DESCRIPTION OF THE TASK :: Lines from the one containing "Step one of the annotation pipeline: locate the green leaf in" through the final line of the entries below: reproduce them exactly, all of them and only them.

(Stored data entries)
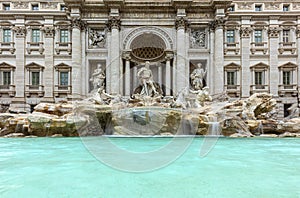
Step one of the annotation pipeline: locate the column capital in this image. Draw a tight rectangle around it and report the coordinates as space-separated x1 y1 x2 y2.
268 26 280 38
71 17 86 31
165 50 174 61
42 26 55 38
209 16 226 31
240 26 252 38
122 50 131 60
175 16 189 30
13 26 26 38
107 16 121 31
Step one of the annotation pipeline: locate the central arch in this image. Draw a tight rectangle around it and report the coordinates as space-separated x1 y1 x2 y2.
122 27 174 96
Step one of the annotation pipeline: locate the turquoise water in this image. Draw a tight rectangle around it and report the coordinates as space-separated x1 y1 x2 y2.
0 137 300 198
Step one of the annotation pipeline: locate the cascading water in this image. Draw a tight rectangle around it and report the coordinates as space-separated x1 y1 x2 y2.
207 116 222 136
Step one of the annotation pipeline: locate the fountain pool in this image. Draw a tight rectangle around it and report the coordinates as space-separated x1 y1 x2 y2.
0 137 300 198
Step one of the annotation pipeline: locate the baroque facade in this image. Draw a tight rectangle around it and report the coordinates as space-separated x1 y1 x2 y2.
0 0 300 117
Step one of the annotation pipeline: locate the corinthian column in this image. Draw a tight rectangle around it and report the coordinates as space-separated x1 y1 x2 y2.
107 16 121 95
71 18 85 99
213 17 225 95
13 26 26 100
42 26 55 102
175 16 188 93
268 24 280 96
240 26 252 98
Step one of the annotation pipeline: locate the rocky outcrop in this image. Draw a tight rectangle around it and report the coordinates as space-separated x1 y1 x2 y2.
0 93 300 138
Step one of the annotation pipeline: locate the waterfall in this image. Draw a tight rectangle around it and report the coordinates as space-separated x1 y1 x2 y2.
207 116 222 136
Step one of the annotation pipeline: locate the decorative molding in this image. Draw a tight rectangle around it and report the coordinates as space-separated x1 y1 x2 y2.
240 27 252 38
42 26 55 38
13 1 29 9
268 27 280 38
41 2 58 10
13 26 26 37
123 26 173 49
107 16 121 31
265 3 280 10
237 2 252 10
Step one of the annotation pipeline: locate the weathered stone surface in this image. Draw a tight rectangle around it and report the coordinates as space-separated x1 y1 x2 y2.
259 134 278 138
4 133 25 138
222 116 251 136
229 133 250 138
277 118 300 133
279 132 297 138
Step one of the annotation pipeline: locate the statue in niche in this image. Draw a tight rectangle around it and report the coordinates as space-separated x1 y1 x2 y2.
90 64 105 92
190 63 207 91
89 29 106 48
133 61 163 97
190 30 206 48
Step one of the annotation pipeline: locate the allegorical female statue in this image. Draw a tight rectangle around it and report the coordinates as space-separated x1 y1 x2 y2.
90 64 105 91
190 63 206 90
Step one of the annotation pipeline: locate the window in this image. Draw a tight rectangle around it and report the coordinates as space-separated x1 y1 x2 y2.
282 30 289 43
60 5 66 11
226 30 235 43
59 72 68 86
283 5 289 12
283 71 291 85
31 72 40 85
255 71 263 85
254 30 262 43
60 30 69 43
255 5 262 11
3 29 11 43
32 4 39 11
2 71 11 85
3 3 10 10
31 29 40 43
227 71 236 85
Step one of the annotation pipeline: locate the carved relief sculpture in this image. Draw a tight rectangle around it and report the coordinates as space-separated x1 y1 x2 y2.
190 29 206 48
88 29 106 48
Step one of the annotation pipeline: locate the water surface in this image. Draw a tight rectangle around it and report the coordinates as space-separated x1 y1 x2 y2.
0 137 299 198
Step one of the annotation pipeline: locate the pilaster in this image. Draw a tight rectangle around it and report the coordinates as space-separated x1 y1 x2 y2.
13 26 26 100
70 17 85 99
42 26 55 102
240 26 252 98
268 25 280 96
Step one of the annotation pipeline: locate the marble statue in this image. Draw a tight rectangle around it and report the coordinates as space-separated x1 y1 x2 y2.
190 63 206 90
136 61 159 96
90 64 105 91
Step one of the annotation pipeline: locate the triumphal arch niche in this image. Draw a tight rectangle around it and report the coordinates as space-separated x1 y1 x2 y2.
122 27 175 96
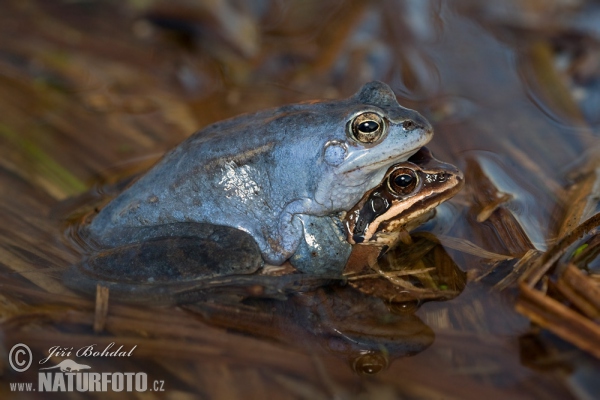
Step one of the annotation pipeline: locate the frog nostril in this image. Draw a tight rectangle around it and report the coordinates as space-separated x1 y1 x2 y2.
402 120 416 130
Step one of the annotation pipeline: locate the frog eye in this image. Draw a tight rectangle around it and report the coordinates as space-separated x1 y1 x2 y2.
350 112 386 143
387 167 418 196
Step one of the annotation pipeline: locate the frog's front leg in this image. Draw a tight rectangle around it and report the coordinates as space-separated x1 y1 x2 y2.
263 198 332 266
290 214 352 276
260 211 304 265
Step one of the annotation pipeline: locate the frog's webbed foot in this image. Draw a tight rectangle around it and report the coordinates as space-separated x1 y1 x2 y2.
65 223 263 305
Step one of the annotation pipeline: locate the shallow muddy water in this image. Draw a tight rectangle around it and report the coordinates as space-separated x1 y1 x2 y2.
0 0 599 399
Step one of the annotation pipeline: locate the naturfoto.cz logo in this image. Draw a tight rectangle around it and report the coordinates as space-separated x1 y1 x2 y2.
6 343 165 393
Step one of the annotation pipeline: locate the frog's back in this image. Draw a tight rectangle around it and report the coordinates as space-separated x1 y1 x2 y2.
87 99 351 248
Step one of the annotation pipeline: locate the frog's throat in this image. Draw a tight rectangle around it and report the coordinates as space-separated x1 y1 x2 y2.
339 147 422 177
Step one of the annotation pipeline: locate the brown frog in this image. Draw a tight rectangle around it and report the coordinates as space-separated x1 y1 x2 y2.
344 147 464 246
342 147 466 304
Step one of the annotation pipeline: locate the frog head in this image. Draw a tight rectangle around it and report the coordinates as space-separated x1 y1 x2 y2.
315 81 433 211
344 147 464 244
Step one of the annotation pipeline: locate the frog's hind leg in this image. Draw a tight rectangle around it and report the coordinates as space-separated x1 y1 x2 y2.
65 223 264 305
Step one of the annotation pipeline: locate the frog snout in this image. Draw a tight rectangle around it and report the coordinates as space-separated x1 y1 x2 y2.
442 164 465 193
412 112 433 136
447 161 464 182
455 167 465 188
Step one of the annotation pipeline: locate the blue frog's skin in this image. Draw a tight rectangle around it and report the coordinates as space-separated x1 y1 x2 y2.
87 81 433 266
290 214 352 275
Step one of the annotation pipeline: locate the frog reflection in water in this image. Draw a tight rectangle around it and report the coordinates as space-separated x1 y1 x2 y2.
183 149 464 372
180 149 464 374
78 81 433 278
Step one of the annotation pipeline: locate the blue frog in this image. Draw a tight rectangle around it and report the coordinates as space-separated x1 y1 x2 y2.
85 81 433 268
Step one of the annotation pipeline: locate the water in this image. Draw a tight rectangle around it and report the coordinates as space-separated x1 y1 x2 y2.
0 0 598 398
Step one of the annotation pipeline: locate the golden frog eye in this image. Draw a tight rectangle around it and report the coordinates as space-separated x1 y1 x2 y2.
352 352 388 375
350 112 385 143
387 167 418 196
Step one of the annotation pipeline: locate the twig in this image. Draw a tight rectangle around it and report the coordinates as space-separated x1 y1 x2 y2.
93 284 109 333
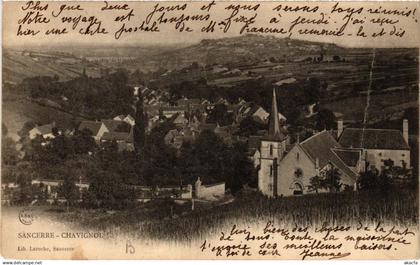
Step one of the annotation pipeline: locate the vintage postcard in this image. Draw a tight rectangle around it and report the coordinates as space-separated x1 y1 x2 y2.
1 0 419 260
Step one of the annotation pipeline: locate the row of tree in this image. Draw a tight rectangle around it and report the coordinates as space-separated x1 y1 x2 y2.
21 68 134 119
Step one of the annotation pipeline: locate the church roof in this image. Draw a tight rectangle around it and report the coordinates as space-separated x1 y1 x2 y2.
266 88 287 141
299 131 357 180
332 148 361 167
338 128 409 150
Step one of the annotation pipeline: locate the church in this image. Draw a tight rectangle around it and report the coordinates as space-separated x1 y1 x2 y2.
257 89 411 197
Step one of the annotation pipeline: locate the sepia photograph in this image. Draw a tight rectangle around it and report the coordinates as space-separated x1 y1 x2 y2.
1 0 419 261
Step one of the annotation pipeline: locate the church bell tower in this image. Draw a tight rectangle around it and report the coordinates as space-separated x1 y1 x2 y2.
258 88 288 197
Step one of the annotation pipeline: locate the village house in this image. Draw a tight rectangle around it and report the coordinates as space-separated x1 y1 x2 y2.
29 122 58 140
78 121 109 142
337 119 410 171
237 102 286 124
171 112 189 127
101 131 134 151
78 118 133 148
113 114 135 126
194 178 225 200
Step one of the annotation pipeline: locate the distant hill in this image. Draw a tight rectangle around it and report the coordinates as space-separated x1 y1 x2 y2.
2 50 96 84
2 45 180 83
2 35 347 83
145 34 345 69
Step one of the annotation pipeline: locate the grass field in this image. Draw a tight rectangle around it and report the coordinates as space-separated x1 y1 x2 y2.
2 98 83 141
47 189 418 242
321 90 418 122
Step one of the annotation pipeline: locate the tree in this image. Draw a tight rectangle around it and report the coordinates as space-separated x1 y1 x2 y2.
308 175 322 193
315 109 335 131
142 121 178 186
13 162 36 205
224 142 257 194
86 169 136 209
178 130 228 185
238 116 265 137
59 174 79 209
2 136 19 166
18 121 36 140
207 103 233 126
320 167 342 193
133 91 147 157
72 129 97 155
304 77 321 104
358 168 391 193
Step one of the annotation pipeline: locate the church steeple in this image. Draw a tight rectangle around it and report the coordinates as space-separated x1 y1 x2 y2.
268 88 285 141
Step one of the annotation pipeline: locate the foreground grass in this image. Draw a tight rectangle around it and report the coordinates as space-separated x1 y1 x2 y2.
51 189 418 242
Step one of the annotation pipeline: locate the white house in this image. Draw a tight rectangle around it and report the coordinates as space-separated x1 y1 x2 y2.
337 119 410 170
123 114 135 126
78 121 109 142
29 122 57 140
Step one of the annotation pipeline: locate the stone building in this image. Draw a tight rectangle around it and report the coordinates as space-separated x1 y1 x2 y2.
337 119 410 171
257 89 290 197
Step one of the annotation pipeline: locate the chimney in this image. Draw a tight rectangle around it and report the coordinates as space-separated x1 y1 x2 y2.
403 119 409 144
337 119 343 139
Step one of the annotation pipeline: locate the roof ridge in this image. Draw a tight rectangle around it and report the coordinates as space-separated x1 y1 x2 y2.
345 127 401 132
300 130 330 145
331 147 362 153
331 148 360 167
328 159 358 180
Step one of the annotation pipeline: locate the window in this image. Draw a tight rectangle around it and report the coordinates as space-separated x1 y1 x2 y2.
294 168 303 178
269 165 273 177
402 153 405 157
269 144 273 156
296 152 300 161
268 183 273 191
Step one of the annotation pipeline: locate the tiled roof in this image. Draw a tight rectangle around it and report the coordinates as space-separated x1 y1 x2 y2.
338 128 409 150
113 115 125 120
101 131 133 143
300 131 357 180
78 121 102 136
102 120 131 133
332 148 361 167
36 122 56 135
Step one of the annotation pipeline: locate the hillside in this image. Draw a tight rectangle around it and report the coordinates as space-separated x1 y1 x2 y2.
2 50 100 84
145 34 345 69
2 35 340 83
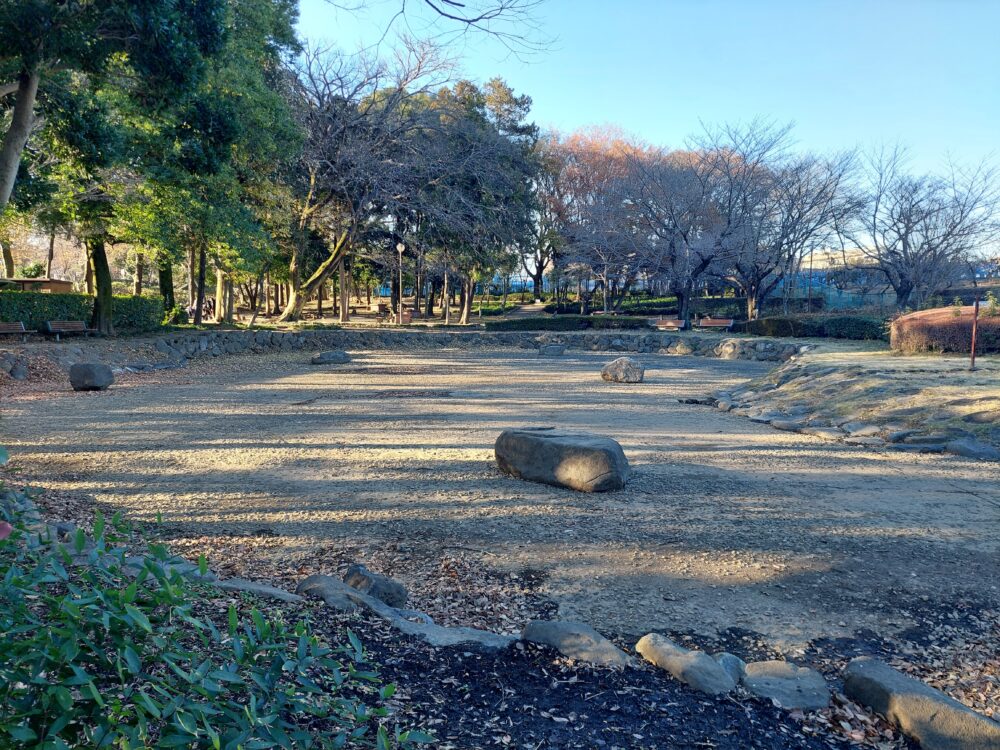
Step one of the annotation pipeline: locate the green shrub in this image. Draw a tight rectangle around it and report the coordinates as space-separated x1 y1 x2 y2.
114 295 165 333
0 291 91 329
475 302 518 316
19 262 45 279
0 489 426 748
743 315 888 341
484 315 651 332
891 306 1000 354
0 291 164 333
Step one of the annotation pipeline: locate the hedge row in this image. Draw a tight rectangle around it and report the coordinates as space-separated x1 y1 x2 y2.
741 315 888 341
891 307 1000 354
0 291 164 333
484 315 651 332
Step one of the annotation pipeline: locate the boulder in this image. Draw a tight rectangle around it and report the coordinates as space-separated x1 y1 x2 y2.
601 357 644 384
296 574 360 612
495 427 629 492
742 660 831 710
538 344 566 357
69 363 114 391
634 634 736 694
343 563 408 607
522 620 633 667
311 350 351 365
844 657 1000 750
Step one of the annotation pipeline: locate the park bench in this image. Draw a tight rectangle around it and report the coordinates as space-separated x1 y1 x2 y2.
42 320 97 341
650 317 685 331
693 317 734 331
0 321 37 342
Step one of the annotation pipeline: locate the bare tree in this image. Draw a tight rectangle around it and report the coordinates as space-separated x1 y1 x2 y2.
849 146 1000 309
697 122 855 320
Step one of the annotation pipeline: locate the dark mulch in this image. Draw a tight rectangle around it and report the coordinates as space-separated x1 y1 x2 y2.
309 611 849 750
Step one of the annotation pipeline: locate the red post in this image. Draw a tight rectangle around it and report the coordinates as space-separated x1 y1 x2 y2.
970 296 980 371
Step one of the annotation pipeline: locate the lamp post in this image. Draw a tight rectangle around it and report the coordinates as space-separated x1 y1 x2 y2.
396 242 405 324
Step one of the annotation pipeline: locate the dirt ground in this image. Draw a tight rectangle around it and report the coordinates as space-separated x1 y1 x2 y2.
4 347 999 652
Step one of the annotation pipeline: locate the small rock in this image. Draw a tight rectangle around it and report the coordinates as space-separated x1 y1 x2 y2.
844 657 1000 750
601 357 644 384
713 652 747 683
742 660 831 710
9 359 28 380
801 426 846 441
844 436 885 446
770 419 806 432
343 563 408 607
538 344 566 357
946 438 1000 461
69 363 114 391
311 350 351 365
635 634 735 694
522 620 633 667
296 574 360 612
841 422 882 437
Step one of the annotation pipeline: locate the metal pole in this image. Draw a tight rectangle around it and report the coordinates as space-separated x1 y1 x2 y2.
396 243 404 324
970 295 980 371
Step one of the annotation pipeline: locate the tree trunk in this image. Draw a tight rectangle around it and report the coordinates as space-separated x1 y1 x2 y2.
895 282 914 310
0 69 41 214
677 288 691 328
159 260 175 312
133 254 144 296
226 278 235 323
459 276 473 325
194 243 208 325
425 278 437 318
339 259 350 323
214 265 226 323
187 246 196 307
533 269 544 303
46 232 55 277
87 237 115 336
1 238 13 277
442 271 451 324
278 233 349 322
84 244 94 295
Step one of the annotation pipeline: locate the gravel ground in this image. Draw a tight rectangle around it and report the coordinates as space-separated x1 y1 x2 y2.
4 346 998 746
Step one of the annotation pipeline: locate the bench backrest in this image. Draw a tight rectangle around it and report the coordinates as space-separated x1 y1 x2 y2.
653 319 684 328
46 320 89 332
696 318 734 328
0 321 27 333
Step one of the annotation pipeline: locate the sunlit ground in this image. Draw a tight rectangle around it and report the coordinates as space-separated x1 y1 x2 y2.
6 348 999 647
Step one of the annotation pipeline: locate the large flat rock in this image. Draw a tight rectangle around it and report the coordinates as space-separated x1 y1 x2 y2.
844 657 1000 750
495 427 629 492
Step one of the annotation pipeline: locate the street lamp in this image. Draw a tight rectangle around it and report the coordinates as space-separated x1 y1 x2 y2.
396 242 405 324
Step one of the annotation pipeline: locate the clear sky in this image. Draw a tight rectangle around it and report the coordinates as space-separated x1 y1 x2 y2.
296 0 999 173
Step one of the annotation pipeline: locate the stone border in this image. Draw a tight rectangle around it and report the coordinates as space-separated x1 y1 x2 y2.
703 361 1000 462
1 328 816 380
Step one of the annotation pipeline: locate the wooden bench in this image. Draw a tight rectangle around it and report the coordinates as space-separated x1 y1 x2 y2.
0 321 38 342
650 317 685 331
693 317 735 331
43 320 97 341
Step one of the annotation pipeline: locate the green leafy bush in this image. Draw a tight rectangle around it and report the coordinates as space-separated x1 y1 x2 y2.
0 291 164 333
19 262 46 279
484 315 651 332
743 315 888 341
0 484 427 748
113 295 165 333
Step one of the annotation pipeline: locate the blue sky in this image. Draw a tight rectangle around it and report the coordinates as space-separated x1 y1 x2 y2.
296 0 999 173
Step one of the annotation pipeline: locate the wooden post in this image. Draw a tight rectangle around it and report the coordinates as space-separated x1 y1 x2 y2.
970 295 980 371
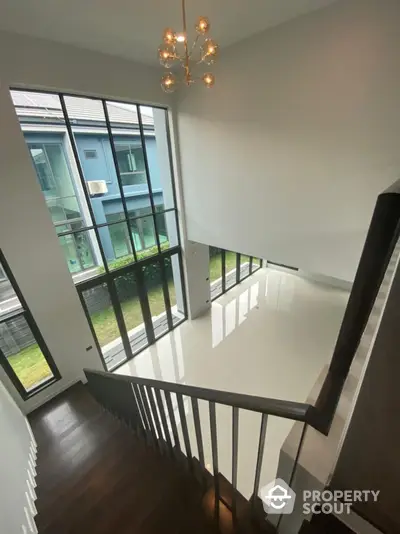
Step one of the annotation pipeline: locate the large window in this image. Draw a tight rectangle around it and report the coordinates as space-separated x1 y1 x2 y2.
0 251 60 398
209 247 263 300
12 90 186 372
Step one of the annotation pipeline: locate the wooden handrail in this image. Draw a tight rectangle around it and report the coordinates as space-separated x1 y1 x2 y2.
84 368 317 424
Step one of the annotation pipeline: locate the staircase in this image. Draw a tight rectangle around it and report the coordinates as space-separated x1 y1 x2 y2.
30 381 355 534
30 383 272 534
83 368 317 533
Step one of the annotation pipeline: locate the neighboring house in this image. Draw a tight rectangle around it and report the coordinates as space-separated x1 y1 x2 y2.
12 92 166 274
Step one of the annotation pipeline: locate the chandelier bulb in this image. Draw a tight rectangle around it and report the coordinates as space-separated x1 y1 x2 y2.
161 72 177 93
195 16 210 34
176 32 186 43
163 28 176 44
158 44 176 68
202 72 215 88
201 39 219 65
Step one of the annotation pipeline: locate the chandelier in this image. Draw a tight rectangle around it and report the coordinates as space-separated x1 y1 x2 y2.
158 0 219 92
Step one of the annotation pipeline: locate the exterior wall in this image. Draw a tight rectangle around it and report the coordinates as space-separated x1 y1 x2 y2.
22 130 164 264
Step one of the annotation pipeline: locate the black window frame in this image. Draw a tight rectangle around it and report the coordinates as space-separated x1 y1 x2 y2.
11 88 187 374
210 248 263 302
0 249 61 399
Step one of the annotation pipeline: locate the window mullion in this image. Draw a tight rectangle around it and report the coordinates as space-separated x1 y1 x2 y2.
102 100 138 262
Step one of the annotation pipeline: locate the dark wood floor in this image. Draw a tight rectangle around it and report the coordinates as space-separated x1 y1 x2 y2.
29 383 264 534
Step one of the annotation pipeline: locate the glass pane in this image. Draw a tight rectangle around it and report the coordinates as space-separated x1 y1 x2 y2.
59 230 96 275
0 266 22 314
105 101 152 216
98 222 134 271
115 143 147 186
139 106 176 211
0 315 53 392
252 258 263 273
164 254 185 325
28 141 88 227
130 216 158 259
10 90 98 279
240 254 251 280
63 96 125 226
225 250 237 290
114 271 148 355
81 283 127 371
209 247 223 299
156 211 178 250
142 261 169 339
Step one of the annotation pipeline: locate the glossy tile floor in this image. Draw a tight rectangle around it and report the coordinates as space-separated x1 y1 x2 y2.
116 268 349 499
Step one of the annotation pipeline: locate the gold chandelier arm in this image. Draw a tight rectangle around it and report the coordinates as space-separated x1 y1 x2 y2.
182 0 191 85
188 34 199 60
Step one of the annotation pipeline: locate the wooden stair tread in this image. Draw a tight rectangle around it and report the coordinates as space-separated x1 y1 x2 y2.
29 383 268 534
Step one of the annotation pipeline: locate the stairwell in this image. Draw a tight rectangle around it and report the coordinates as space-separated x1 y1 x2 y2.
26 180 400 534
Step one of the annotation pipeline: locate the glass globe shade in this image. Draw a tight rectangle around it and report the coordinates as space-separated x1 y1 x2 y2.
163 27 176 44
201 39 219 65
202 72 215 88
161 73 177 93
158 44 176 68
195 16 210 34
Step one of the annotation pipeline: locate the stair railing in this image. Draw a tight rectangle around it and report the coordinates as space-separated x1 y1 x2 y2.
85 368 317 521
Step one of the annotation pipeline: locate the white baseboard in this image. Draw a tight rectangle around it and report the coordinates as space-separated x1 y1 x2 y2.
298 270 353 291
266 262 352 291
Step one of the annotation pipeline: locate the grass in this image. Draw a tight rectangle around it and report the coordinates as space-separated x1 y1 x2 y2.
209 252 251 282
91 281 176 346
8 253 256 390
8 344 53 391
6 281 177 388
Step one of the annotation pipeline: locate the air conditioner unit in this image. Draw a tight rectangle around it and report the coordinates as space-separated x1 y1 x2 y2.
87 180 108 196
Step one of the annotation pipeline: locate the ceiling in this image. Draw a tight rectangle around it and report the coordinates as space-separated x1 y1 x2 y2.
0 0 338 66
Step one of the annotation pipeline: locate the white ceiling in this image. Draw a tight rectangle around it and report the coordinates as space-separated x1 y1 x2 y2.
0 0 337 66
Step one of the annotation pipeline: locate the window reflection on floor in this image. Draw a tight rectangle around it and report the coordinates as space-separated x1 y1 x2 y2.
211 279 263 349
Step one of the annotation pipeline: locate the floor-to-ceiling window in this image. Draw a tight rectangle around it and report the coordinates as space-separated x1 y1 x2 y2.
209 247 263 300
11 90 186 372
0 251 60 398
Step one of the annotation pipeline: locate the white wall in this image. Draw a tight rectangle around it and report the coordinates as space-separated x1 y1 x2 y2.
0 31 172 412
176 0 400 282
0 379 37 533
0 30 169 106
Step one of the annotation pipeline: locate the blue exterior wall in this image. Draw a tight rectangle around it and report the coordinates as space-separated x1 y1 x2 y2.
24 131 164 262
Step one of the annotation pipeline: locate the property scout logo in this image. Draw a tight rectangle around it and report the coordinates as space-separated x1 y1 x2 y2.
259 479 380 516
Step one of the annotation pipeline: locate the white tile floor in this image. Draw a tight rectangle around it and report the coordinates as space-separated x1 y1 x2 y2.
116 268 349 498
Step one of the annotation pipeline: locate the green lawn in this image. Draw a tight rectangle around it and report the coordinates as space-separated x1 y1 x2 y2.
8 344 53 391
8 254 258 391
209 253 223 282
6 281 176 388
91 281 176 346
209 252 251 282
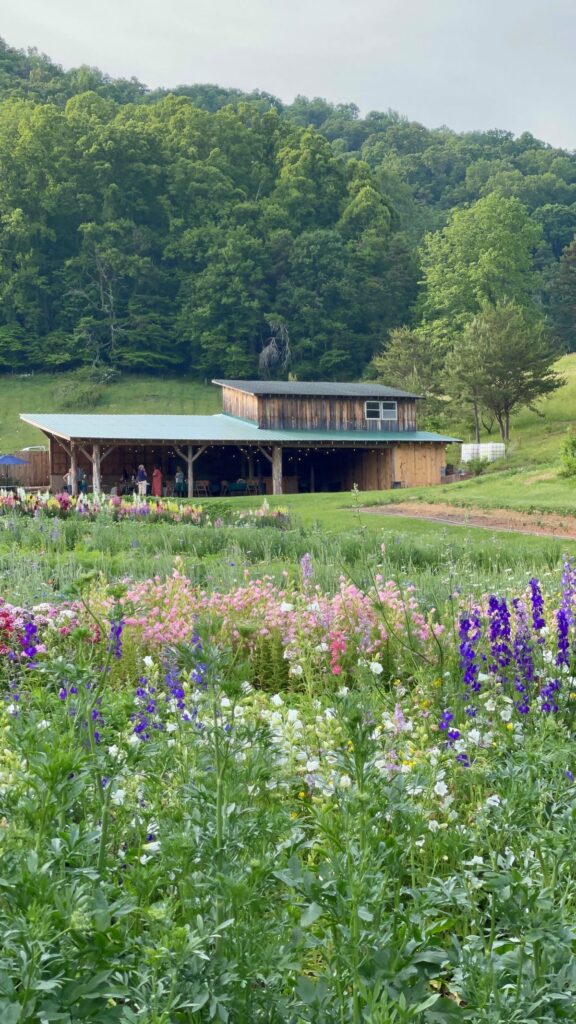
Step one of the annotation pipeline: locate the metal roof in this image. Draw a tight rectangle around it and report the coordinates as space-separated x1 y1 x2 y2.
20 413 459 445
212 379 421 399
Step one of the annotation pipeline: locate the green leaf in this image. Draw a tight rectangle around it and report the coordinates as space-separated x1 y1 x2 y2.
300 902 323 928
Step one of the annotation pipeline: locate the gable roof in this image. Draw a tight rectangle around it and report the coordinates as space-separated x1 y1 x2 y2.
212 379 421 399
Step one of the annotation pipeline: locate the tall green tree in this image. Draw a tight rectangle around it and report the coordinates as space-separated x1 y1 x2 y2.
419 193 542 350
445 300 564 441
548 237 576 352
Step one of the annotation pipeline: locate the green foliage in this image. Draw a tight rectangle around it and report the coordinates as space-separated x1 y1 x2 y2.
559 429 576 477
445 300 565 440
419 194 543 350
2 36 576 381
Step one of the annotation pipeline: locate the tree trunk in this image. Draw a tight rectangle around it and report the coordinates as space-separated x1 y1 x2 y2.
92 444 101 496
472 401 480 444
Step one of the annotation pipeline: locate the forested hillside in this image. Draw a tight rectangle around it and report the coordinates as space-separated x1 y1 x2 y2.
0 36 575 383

WRITTEN ANSWER ::
Step one of the annotation pipeline: locate the green leaf in this image. Draw a tight rectangle around it and report the coordinates as space-separated x1 y1 x2 y2.
300 902 323 928
Step one of the annotation pipeline: locate the gable roof in this image. Draw a tight rectangle around it and report the coordinates as space-separated x1 y1 x2 y2.
212 379 421 399
Step one of the annotation pipeline: locate the tall green tree in this image. Draw a tight rectangle around it and report the coordinates as space-separated x1 y1 x2 y2.
419 193 542 350
445 300 564 441
548 237 576 352
Step one of the annotation pipeline: locate the green foliage in this image. Draw a tight rectangle around it and report the coordinates as space-separated x1 y1 x2 y2.
559 429 576 477
445 300 565 440
419 194 543 350
2 36 576 381
Step one of the annotation pipeline: locate the tree trunk in this image. Draw a tight rectangle around it and report the coordinates as space-separated x1 y1 x2 y2.
92 444 101 496
472 401 480 444
Step one of the annotation pipeline: locate the forested hillside in this image. Draw a tight rectangle around it and report the coordinates as space-separated x1 y1 x2 y2.
0 36 575 383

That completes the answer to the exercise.